Assignment: Set down exactly, from the records below, the line with "positive clicks: (188, 161)" through the line with "156L251 208L299 203L288", and nothing else.

Collected data:
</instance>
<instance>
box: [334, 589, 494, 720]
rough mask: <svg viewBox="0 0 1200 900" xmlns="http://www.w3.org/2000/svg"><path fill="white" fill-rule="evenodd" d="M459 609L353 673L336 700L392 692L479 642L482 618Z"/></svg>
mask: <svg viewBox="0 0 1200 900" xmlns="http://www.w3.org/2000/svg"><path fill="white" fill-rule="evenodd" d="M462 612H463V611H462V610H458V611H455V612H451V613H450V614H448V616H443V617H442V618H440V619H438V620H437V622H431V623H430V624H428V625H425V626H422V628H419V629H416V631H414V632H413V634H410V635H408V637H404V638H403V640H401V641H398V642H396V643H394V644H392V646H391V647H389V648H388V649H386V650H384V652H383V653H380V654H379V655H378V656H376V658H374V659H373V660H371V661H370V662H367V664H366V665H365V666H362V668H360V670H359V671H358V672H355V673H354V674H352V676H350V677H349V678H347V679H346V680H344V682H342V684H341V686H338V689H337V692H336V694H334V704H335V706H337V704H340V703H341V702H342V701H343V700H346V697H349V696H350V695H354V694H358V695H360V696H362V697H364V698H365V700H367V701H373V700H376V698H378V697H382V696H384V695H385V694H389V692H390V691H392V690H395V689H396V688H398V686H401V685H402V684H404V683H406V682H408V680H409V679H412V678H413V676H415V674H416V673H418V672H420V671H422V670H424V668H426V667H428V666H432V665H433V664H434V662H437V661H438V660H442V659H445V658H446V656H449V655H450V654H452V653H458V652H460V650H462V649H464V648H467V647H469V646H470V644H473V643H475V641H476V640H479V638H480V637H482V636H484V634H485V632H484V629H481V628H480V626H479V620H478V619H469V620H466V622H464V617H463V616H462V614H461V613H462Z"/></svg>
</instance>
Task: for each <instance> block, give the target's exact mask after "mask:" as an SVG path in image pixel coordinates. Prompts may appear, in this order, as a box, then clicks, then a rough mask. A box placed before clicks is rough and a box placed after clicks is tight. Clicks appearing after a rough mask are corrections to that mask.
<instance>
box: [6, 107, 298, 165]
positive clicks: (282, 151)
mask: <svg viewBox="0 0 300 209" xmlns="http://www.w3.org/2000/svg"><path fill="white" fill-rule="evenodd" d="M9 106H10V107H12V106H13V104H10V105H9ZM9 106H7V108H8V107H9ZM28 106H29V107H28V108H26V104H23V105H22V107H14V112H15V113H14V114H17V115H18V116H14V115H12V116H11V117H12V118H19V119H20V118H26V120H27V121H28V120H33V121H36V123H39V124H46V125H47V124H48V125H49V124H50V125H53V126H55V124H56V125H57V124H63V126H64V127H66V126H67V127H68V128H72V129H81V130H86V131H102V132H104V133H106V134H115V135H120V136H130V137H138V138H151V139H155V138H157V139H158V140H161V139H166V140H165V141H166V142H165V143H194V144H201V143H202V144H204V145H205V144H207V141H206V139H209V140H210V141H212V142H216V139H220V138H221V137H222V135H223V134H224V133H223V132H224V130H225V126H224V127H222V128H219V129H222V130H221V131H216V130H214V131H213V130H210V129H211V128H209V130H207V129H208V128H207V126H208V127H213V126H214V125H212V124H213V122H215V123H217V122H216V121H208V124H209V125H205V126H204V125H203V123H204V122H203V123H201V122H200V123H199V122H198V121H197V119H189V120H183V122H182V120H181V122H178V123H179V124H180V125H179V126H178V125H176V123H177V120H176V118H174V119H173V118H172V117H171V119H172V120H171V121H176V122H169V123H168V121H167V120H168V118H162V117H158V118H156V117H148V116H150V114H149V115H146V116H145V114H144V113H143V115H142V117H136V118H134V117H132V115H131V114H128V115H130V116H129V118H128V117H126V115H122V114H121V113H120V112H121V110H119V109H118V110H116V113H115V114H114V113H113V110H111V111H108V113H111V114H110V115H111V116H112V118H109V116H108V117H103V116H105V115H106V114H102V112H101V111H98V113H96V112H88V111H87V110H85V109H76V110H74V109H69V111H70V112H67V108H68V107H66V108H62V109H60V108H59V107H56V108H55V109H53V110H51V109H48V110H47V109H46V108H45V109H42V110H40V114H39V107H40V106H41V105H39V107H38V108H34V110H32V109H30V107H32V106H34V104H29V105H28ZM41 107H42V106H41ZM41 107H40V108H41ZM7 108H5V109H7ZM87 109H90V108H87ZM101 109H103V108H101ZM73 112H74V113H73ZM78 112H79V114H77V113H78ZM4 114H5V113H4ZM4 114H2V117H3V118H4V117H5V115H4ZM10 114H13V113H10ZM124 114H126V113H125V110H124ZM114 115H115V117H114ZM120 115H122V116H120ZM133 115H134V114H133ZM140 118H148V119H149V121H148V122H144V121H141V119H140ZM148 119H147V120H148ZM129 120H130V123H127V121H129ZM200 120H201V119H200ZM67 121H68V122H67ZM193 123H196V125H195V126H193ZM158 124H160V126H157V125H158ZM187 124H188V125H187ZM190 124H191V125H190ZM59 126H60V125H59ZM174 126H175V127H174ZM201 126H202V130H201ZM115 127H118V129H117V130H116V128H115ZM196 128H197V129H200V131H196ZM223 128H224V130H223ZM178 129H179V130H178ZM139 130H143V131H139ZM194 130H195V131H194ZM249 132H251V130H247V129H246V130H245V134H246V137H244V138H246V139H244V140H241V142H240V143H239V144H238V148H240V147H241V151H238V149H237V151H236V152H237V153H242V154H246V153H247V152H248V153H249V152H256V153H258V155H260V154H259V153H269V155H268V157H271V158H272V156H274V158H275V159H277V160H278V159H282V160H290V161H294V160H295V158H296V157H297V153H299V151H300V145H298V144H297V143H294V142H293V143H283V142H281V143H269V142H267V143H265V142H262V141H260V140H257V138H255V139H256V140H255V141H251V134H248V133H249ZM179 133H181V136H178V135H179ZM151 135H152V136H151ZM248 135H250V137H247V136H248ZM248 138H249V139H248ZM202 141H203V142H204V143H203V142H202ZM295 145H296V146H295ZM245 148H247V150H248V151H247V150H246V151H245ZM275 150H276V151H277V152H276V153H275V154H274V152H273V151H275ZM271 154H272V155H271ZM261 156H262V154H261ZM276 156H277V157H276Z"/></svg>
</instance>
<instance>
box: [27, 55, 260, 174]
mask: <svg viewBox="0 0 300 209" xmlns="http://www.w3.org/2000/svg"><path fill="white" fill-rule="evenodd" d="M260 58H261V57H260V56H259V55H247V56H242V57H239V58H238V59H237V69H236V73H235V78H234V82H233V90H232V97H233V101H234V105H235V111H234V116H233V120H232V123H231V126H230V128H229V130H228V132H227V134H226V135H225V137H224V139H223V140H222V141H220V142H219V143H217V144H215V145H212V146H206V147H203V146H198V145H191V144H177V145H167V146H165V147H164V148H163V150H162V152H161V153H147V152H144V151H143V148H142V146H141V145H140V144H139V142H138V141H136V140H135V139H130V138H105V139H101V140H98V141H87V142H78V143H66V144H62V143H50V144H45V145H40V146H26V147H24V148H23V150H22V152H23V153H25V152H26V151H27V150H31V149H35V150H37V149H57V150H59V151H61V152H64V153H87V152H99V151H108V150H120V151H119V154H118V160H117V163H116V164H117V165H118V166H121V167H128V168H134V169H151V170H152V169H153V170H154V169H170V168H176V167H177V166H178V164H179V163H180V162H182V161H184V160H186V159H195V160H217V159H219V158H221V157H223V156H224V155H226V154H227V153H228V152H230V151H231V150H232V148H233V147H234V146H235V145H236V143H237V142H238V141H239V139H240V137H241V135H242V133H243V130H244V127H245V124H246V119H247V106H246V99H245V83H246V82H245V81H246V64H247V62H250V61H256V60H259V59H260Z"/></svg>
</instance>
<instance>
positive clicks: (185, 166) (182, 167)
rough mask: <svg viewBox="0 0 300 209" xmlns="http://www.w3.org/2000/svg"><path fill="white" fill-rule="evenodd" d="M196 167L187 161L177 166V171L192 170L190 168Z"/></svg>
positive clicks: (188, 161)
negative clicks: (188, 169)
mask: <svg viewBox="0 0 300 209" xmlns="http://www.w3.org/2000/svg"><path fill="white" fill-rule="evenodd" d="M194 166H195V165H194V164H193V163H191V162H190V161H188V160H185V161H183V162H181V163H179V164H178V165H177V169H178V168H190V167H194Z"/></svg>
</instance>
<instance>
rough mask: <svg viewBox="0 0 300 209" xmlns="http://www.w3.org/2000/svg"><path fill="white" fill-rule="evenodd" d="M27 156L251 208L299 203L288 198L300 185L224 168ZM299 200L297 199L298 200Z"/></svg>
...
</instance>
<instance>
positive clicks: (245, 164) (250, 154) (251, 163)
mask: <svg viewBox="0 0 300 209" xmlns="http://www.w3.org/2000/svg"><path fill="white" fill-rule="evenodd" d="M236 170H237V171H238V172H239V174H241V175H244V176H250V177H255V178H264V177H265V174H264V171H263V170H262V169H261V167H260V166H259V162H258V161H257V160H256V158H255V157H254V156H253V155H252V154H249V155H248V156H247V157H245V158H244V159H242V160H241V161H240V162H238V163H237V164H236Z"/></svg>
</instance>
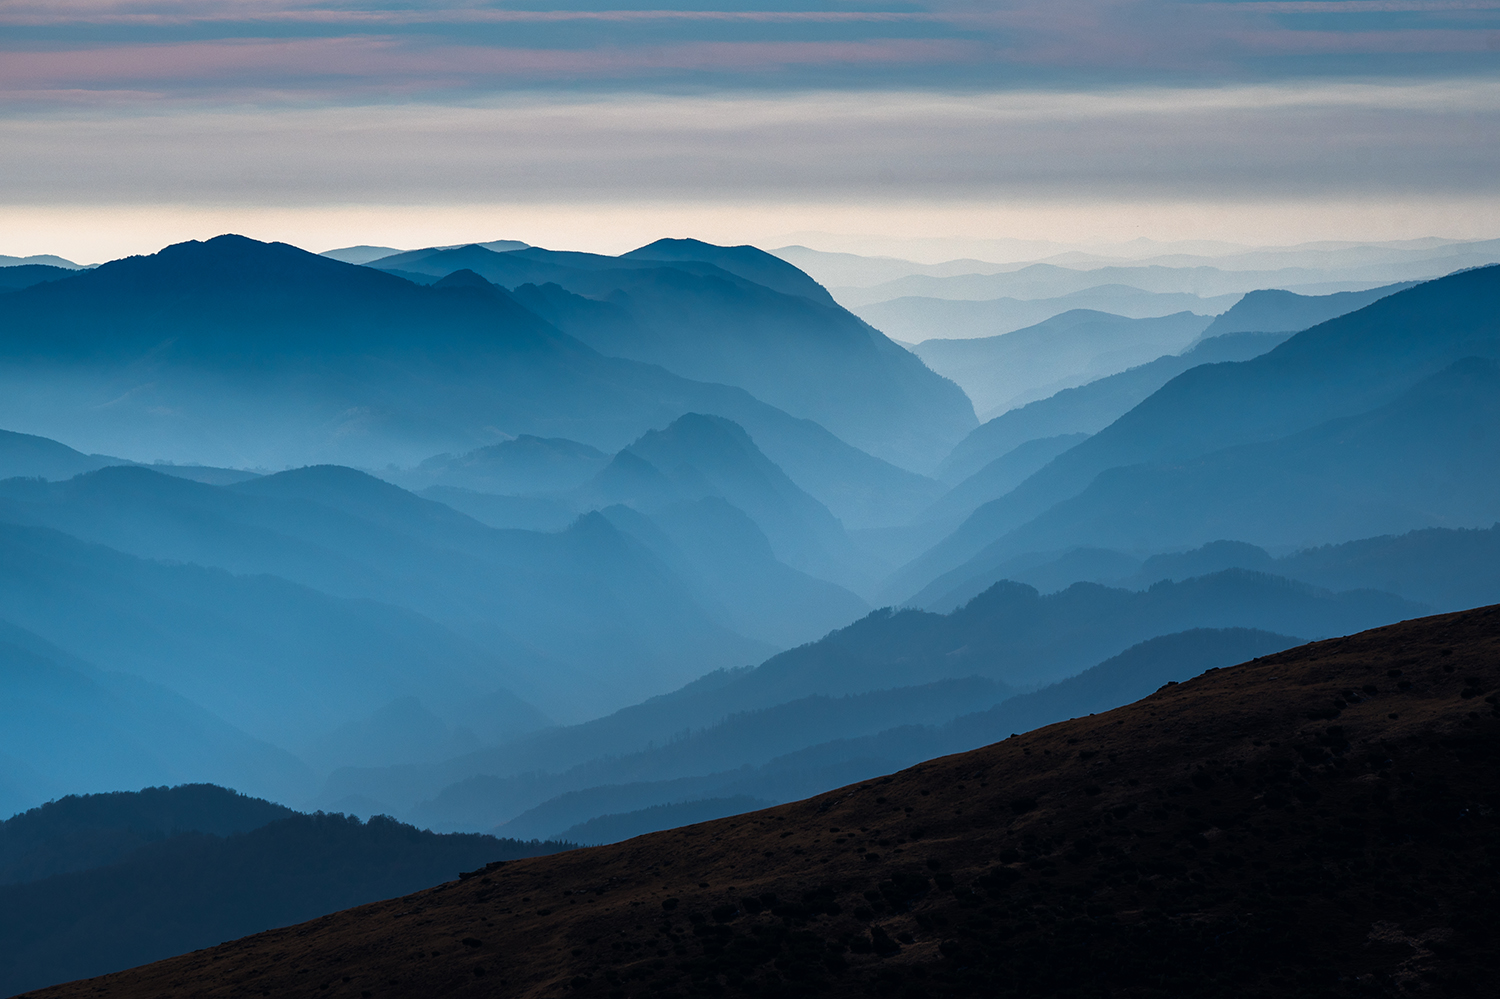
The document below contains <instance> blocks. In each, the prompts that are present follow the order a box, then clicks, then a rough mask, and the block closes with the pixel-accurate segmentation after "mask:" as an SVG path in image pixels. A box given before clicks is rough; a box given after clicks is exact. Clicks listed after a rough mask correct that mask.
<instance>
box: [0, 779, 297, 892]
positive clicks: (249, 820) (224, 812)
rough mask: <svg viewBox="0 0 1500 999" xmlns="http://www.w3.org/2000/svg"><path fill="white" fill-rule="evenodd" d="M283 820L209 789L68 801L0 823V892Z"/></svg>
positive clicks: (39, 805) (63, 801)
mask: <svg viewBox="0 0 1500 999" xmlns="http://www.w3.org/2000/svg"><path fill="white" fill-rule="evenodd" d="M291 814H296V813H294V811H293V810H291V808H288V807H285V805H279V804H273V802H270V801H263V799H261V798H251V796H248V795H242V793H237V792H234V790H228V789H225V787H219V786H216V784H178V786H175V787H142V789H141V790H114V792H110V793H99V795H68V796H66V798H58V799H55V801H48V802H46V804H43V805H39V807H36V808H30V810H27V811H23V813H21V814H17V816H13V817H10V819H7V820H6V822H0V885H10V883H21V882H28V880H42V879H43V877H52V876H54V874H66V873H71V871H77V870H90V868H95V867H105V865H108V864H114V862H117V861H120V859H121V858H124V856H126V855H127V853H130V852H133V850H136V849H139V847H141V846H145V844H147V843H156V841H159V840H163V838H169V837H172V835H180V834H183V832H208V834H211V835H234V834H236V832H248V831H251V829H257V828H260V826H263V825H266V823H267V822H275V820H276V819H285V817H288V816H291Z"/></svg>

Answer area:
positive clicks: (188, 161)
negative clicks: (188, 169)
mask: <svg viewBox="0 0 300 209" xmlns="http://www.w3.org/2000/svg"><path fill="white" fill-rule="evenodd" d="M194 166H195V165H194V164H193V163H191V162H190V161H188V160H185V161H183V162H181V163H179V164H178V165H177V169H178V168H190V167H194Z"/></svg>
</instance>
<instance>
rough mask: <svg viewBox="0 0 300 209" xmlns="http://www.w3.org/2000/svg"><path fill="white" fill-rule="evenodd" d="M27 156L251 208L299 203L288 198L300 185L224 168ZM299 200L297 199L298 200Z"/></svg>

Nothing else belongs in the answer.